**RECORDS SHOWN:**
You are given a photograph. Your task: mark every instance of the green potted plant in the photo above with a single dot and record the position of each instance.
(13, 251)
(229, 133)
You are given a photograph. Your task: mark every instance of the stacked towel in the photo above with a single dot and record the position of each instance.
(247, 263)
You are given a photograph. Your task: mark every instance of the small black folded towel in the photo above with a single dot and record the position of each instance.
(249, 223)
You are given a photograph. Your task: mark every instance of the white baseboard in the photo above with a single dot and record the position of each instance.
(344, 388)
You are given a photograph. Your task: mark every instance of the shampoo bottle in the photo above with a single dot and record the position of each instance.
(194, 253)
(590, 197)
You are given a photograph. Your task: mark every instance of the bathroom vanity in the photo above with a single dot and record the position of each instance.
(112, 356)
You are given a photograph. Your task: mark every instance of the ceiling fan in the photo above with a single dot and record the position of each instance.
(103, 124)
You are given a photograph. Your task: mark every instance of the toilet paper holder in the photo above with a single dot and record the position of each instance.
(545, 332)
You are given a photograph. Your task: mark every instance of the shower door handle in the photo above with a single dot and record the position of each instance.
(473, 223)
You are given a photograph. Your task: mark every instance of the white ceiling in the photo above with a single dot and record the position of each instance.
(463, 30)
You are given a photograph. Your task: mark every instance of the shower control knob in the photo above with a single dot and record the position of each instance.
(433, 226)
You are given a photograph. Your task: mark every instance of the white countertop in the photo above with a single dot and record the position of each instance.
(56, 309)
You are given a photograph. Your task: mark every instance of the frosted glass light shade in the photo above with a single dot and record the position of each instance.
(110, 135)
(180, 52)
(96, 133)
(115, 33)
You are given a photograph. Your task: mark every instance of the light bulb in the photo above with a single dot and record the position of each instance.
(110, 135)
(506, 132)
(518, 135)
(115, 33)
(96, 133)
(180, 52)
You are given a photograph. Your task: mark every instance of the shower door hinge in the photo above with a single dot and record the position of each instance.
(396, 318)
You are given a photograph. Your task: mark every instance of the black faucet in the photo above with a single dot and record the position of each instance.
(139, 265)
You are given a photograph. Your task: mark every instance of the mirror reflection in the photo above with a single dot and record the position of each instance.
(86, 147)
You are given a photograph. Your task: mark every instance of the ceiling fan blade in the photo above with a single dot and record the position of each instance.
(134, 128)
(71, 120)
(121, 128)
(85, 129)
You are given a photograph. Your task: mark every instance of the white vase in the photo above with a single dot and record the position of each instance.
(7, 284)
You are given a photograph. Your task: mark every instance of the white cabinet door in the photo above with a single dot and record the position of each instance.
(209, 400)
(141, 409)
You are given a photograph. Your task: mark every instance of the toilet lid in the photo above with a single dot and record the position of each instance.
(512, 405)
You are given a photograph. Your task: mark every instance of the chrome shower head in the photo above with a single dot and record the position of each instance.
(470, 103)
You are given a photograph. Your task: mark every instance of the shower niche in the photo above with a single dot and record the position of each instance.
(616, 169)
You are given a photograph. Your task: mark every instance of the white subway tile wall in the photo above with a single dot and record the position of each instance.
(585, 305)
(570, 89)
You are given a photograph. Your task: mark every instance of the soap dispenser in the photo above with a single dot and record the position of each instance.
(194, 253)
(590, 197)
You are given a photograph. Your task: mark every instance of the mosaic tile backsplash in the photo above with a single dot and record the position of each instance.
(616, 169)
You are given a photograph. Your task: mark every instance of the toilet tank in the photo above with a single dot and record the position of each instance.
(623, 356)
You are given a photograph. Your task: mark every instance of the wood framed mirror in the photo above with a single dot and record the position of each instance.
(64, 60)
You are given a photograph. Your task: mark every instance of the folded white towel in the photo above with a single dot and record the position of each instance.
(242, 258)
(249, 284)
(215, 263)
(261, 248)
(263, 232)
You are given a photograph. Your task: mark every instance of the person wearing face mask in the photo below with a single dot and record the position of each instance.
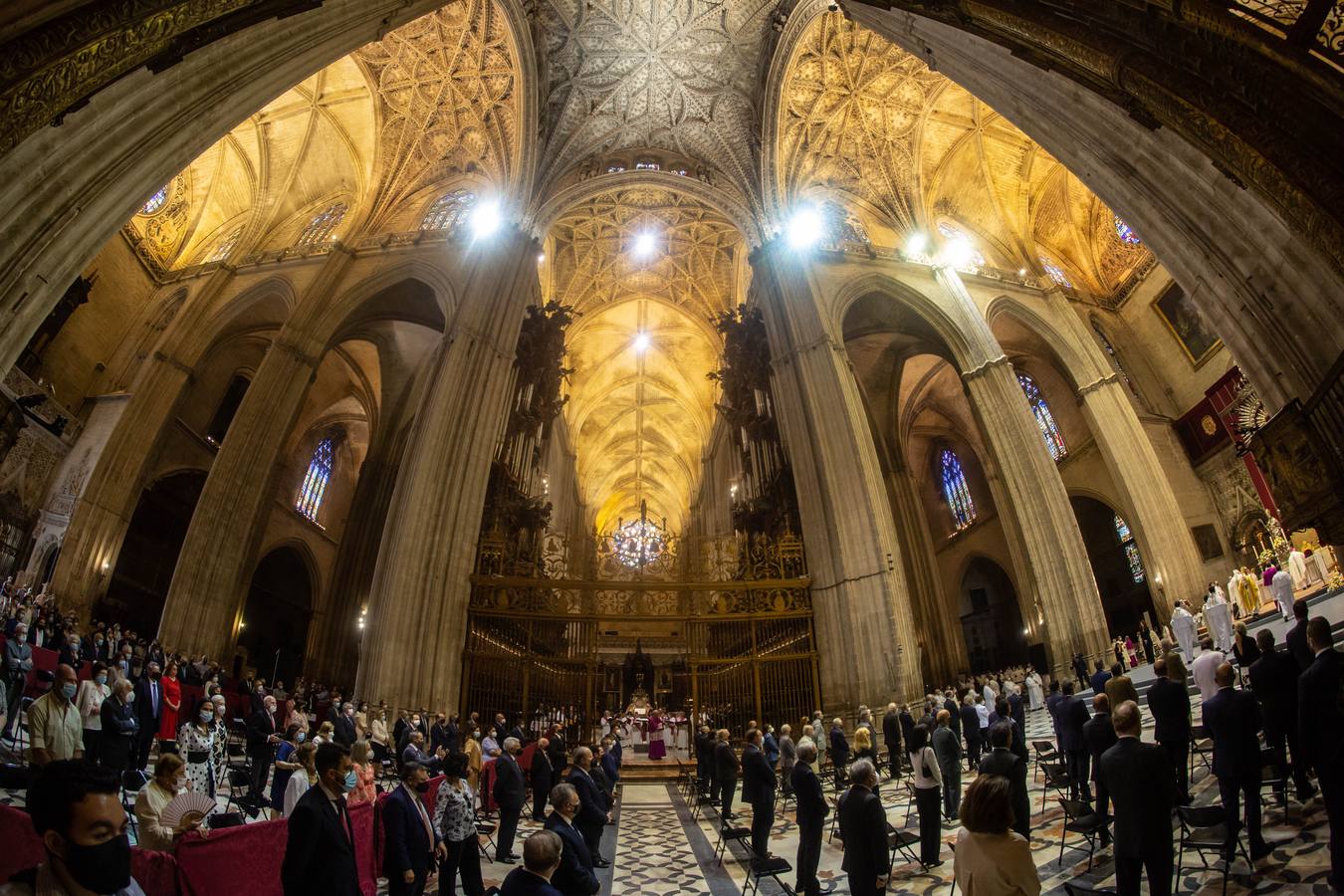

**WHAT IS REQUIRED:** Copy every line of the listing above word for word, leaving out the picture.

**COMPLETED TASK:**
You are given a photograph. Your task: mark every instance of the green potted plant in the photo above with a single dot and record the position of each instance.
(13, 251)
(229, 133)
You are given a photograph. Your task: mark every instance of the stacked towel in the photo above with a single dot and record the position of each instance.
(247, 263)
You are given a photograph. Your task: mark every instance of the small black folded towel in the photo above with a single dot and record the position of each instance.
(249, 223)
You are given a photograph. Your task: mark every instance of the white baseboard in the photo above with a single dot and record the position of each instance.
(344, 388)
You are given a photograph. Your task: mark every instance of the shampoo bottle in the photo above with a single dot and record the position of each instance.
(194, 253)
(590, 197)
You are given a photograph. Your task: mark every instance of the bathroom vanity in the photo above with a single dot and record the position of each instance.
(112, 356)
You are given a photograph. Your task: mark every instance of the ceiling fan in the photo above with a single dot and record the position of each instance.
(103, 124)
You are given a photograph. Your task: mark every instance of the toilet paper holder in the photo above with a single dot and record the position of each instance.
(545, 332)
You are given a photograph. Your task: mark every instance of the shower door handle in the photo above with a single dot and record the position of each instance.
(473, 223)
You are given a photograph. Your task: mark every instance of the white ceiling in the photo above with a single dot and record the position of each instance.
(463, 30)
You are given a photograph. Your task: mark every instance of the shower control knob in the photo above with a single dot and record the position of each instance.
(433, 226)
You are given a photograph. Your task: mark every instance of the white countertop in the photo above with a single dot and record the position of each instance.
(56, 309)
You are given a photograph. Your task: mark every instance of the frosted glass light shade in the photo above with a single dot and record the position of each instance.
(110, 135)
(180, 52)
(96, 133)
(115, 33)
You are given a photograph. Your task: mark every instance of the light bulb in the photo above with a single dot and record the position of each instance.
(110, 135)
(506, 132)
(518, 135)
(115, 33)
(96, 133)
(180, 52)
You are given a photograph. Your task: mark every instance of the shower door hinge in the photo above with a single dot and record the position of each instance.
(396, 318)
You are given a photograph. Your task: mark every instance of the black faucet in the photo above with a single dot and record the position of each instance.
(139, 265)
You are given a photograph. Your task: mark every instance of the mirror reflection in the photo above with a single dot and record the position of each instance.
(86, 147)
You are given a photograph. Your task: mark every instance of the ceiling fan blade in the photo above with a single dot and record the position of each instance.
(134, 128)
(71, 120)
(121, 128)
(85, 129)
You are given a photograph. Your task: mark every instance of the white vase in the photo above with a single dot and record the position of each instance.
(7, 284)
You are given a photograph. Your task: mark every instance of the white cabinet door in the photo above with a single dot and record the position of each instance.
(209, 400)
(141, 409)
You are given a photograph. Your task: mark every instance of the toilet lid in the photo above with a single dot and record the position of each instance.
(512, 405)
You are given a photograph. Your task: mark every instance of the chrome shower head in the photo above with a single dot and record the position of each instance.
(470, 103)
You are given a photograph. Your task: mark every instance of the shower niche in the photo above with a single dot and record the position of each instance.
(616, 169)
You are given a photograph. Your task: mark every instance of the white subway tile wall in the photo above with a single dot and record the position of each instance.
(585, 305)
(570, 89)
You are given a photograph. Your task: mark every instance of the soap dispenser in the photo above with a single dot and record the position of each instance.
(194, 253)
(590, 197)
You are given a photograph. Your task: mark every instance of the mosaic tile backsplash in the photo above with a single dot and record the position of each instance.
(616, 169)
You are given a photograph. Your task: mark every instance of the toilet tank in the photo above with a single dot and record the position of each instance.
(623, 356)
You are given a photograph. Your task: mark every instance of the wood framed mirror in the photo above with a single dot and record the position of each instance.
(64, 60)
You are given a photograph. Your task: mark every instance of the folded white towel in the photo above with a single dot and record the position of each instance.
(242, 258)
(249, 284)
(215, 263)
(261, 248)
(263, 232)
You are given a photograph. Your task: mark every instance of the person wearing face mask in the photo below with a single dot and record the position of each instance.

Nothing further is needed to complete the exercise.